Document section
Freedom Arms' Model 97 .22 revolver is the most accurate handgun the author has ever fired.



Extra cylinders are available for the Model 97 in .22 Magnum and .22LR Match.



The Model 97 .22 comes equipped with Freedom's legendary iron sights. Rugged and precise, these are some of the finest handgun sights available.



To better utilize the amazing accuracy potential of the Model 97 .22, Jeff strongly recommends a good scope. Freedom's optional Lovell scope mount is the best Jeff has ever tried.



An uncommon feature, especially on low-recoiling guns such as a .22, is the precision base pin with locking screw. Freedom Arms cuts no corners where their guns are concerned, and the Model 97 .22 is no exception.



A standard feature of the Model 97 line is Freedom Arms' hammer-mounted transfer bar safety system.



Wood-to-metal and metal-to-metal fit, as on all Freedom Arms Premier Grade products, is superb.

Included with the Model 97 .22 is the simple and effective Chamber-Safe locking mechanism.



Author tested the Model 97 .22 extensively with a good variety of .22LR and .22 Magnum ammunition.



Accuracy of the Freedom Arms Model 97 .22 was simply amazing. Using a wide variety of ammunition at 25 yards, five-shot groups ranged from a best of 3/16" to a worst of 13/16".



100-yard groups, fired in a strong crosswind, averaged 1" or less with the .22LR Match cylinder. Groups fired with the standard .22LR cylinder and the .22 Magnum cylinder were no less a testament to the jaw-dropping accuracy of the Freedom Arms Model 97 .22.

Supplied records
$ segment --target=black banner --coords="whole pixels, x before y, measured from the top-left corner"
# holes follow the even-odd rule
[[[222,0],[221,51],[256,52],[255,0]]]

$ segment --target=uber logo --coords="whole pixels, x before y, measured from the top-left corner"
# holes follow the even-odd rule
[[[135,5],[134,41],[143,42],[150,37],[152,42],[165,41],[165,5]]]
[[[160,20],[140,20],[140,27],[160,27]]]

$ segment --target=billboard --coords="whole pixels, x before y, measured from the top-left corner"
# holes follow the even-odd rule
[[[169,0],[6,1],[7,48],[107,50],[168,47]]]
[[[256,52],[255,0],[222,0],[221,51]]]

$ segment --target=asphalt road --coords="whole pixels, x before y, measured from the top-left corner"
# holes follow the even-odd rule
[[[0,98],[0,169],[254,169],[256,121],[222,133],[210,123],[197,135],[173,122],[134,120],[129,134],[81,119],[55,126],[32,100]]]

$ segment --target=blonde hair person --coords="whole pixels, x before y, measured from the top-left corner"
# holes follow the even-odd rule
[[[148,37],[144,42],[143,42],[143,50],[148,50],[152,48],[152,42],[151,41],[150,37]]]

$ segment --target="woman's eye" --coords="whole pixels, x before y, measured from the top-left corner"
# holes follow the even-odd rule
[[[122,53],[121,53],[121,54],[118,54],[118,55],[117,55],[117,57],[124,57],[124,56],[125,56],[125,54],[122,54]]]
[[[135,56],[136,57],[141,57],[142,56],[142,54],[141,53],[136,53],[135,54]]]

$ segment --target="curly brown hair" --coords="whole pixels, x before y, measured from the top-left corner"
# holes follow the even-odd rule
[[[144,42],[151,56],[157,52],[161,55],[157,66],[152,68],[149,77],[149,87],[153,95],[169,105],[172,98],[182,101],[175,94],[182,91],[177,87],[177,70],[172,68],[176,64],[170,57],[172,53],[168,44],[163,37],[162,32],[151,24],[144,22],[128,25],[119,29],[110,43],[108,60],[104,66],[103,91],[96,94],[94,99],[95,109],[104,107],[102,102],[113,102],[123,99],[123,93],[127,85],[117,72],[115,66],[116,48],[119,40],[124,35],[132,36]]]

Work to complete
a) Condense the paragraph of the text on the Model 97 .22 that begins "100-yard groups, fired in a strong crosswind" into a shorter version that keeps its main facts.
b) Reproduce the passage of the text on the Model 97 .22 word for word, starting at "An uncommon feature, especially" and ending at "is no exception.".
c) According to the text on the Model 97 .22, in which chamberings are extra cylinders available for the revolver?

Answers for the tasks
a) At 100 yards in a strong crosswind, groups fired with the .22LR Match cylinder averaged 1" or less. Groups fired with the standard .22LR and .22 Magnum cylinders also showed outstanding accuracy.

b)
An uncommon feature, especially on low-recoiling guns such as a .22, is the precision base pin with locking screw. Freedom Arms cuts no corners where their guns are concerned, and the Model 97 .22 is no exception.

c) Extra cylinders are available in .22 Magnum and .22LR Match.